> **Trecho da página**
----

A demora ou mesmo a inexistência de Justiça, resultantes do desprezo que governos medíocres a ela dedicam, acabam atribuídas aos advogados, especialmente pelo fato de que Juizes, Promotores e Legisladores não são tão acessíveis quanto nós
Raul Haidar
Todos sabemos que o exercício da Ética nunca foi exatamente o esporte nacional do Brasil. Para essa constatação, basta uma ligeira leitura dos livros da História pátria, desde a carta de Caminha, passando pelos negócios do Império e pelos diversos regimes ditatoriais da República, terminando com o que se passa hoje nos diversos setores da vida nacional. Apesar disso, todos nós sabemos que a Ética vem despontando, ao lado da Educação, como uma das grandes questões que devem ocupar a atenção da sociedade brasileira no despertar do novo milênio.
A advocacia, enquanto atividade essencial à administração da Justiça, como garante o artigo 133 da Constituição Federal, não pode sobreviver sem Ética. Daí porque ganham relevância todas as questões que se relacionem direta ou indiretamente com o comportamento ético – disciplinar dos advogados, matéria que tem de tempos para cá merecido comentários na imprensa, muitas vezes de forma equivocada. Tal assunto merece algumas reflexões.

----

Por favor, copie do texto sobre ética na advocacia o trecho entre "A demora ou" e "do novo milênio.", inclusive. As linhas que aparecem depois deste trecho formam um material à parte.

> **Material fornecido**

----

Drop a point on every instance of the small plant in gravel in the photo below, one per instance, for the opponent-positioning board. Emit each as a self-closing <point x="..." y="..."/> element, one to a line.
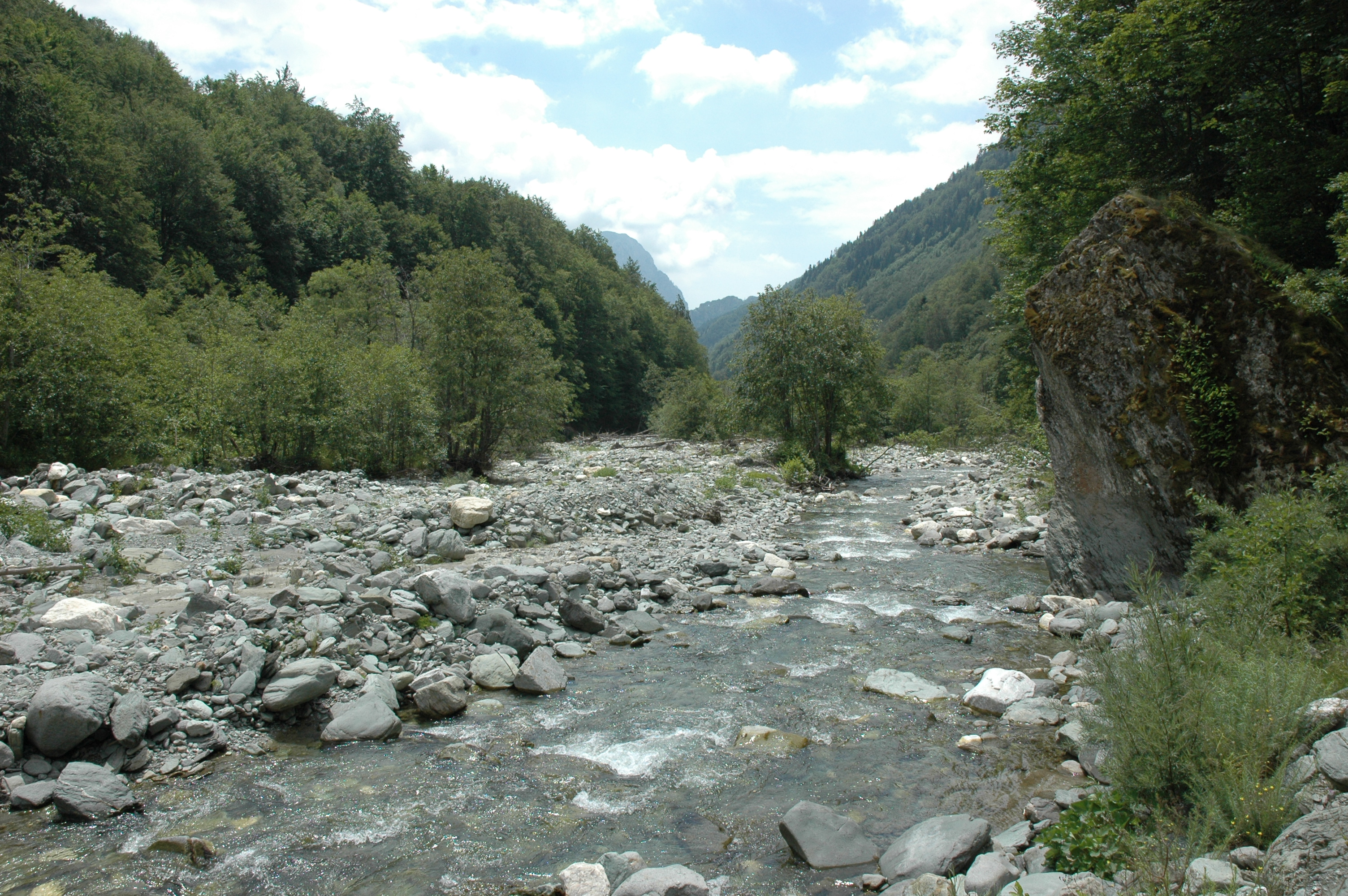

----

> **Resposta**
A demora ou mesmo a inexistência de Justiça, resultantes do desprezo que governos medíocres a ela dedicam, acabam atribuídas aos advogados, especialmente pelo fato de que Juizes, Promotores e Legisladores não são tão acessíveis quanto nós
Raul Haidar
Todos sabemos que o exercício da Ética nunca foi exatamente o esporte nacional do Brasil. Para essa constatação, basta uma ligeira leitura dos livros da História pátria, desde a carta de Caminha, passando pelos negócios do Império e pelos diversos regimes ditatoriais da República, terminando com o que se passa hoje nos diversos setores da vida nacional. Apesar disso, todos nós sabemos que a Ética vem despontando, ao lado da Educação, como uma das grandes questões que devem ocupar a atenção da sociedade brasileira no despertar do novo milênio.